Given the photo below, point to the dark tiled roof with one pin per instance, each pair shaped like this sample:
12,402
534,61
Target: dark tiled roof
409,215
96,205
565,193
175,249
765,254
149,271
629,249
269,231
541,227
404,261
◇ ◇ ◇ ◇ ◇ ◇ ◇
_Stated problem_: Update the records so that every occurrence of "dark tiled roof" reads "dark shingled roof", and leave everything else unchanged.

_Exercise response_:
Given the photo below, point to the dark shingled roof with one pin per instance, each pair shaped like this sample:
12,402
534,61
Target: dark shingled roof
409,215
96,205
565,193
175,249
765,254
149,271
629,249
269,231
541,227
404,261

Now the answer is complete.